## Exercise prompt
Can you transcribe every line exactly and leave the pictures behind?

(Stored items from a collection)
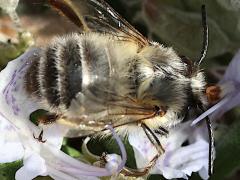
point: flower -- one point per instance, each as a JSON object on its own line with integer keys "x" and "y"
{"x": 179, "y": 160}
{"x": 9, "y": 6}
{"x": 17, "y": 133}
{"x": 230, "y": 91}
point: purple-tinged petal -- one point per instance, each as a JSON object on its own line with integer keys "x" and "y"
{"x": 232, "y": 73}
{"x": 183, "y": 161}
{"x": 9, "y": 142}
{"x": 34, "y": 165}
{"x": 113, "y": 162}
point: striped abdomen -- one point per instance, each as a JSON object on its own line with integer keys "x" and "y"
{"x": 57, "y": 76}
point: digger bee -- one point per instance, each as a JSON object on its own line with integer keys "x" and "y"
{"x": 108, "y": 73}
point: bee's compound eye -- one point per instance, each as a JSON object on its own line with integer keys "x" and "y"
{"x": 160, "y": 110}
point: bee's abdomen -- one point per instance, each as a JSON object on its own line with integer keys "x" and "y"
{"x": 56, "y": 77}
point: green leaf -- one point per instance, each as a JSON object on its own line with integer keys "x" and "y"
{"x": 8, "y": 170}
{"x": 227, "y": 151}
{"x": 180, "y": 26}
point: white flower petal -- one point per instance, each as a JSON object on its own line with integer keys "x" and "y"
{"x": 144, "y": 151}
{"x": 113, "y": 161}
{"x": 9, "y": 5}
{"x": 14, "y": 101}
{"x": 34, "y": 165}
{"x": 9, "y": 142}
{"x": 183, "y": 161}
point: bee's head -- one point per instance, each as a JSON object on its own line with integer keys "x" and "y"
{"x": 175, "y": 82}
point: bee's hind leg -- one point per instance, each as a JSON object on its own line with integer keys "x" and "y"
{"x": 155, "y": 141}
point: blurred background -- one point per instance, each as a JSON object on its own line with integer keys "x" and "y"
{"x": 172, "y": 23}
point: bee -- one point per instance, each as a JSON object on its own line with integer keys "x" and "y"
{"x": 109, "y": 73}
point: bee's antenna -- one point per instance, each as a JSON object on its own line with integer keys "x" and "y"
{"x": 211, "y": 143}
{"x": 205, "y": 36}
{"x": 211, "y": 146}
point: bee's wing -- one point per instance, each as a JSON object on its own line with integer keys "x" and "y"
{"x": 98, "y": 16}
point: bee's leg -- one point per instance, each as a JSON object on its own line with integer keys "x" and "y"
{"x": 155, "y": 141}
{"x": 40, "y": 137}
{"x": 162, "y": 131}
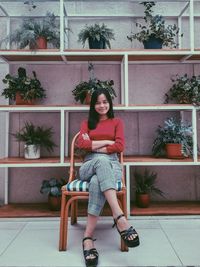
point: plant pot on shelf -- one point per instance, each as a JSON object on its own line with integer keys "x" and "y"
{"x": 31, "y": 151}
{"x": 87, "y": 98}
{"x": 153, "y": 43}
{"x": 174, "y": 151}
{"x": 20, "y": 101}
{"x": 95, "y": 44}
{"x": 54, "y": 202}
{"x": 142, "y": 200}
{"x": 41, "y": 43}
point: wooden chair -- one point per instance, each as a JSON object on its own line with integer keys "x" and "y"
{"x": 71, "y": 194}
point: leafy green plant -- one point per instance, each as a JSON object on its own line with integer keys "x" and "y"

## Answer to the exercise
point: flower -- one point per instance, each as a JSON object on its own line with integer keys "x" and "y"
{"x": 179, "y": 160}
{"x": 9, "y": 6}
{"x": 17, "y": 133}
{"x": 230, "y": 91}
point: purple-tinged petal -- one point per instance, each as a JSON object on its own line with integer keys "x" and "y"
{"x": 232, "y": 73}
{"x": 183, "y": 161}
{"x": 9, "y": 142}
{"x": 34, "y": 165}
{"x": 113, "y": 162}
point: striped abdomen -- one point per instance, each as a JSON object on its own line with integer keys "x" and "y"
{"x": 57, "y": 76}
point: digger bee -- one point per instance, each as a JSON object on its own line with integer keys "x" and "y"
{"x": 108, "y": 73}
point: bee's compound eye -- one point per instance, each as a JSON object on its own line with integer keys "x" and "y"
{"x": 160, "y": 110}
point: bee's abdomen -- one point per instance, each as a JSON object on its own line with integer keys "x" and "y"
{"x": 56, "y": 77}
point: green leaf -- one point per instance, each as a JSON object on its own line with integer keys "x" and "y"
{"x": 8, "y": 170}
{"x": 227, "y": 151}
{"x": 180, "y": 26}
point: white flower petal -- one point per instance, each as a JSON object on its own line with integer keys "x" and "y"
{"x": 144, "y": 151}
{"x": 113, "y": 161}
{"x": 9, "y": 5}
{"x": 14, "y": 101}
{"x": 34, "y": 165}
{"x": 9, "y": 142}
{"x": 183, "y": 161}
point: bee's head -- one point per instance, each as a JSON object on its own line with integer keys "x" and "y"
{"x": 175, "y": 82}
point: bee's hind leg -- one point per instance, each as a JSON object on its own line with integer keys "x" and "y"
{"x": 155, "y": 141}
point: blurred background -- one point per instance, each as a JSON object on its own line with integer keys "x" and "y"
{"x": 172, "y": 23}
point: bee -- one point per instance, each as a JSON object on its own line with integer keys "x" and "y"
{"x": 109, "y": 73}
point: bee's antenna -- one point per instance, each as a JSON object on its own line with integer keys "x" and "y"
{"x": 211, "y": 143}
{"x": 205, "y": 36}
{"x": 211, "y": 146}
point: bee's wing -- one point per instance, each as a JSON object on its own line with integer keys "x" and "y"
{"x": 98, "y": 16}
point: bee's leg -- one point per instance, each as a JSON object on its own line with integer keys "x" and "y"
{"x": 155, "y": 141}
{"x": 40, "y": 137}
{"x": 162, "y": 131}
point: plant pot on shelf -- one point per instance, each as a JSON object on its own line with integer keys "x" and "y"
{"x": 31, "y": 151}
{"x": 87, "y": 98}
{"x": 153, "y": 43}
{"x": 174, "y": 151}
{"x": 20, "y": 101}
{"x": 95, "y": 44}
{"x": 54, "y": 202}
{"x": 142, "y": 200}
{"x": 41, "y": 43}
point: wooden chair -- one point per instance, each as a JSON object on its own line with integer keys "x" and "y"
{"x": 71, "y": 194}
point: leafy green plant -- one point per instance, each as a JSON object on its own line with integer keys "x" and "y"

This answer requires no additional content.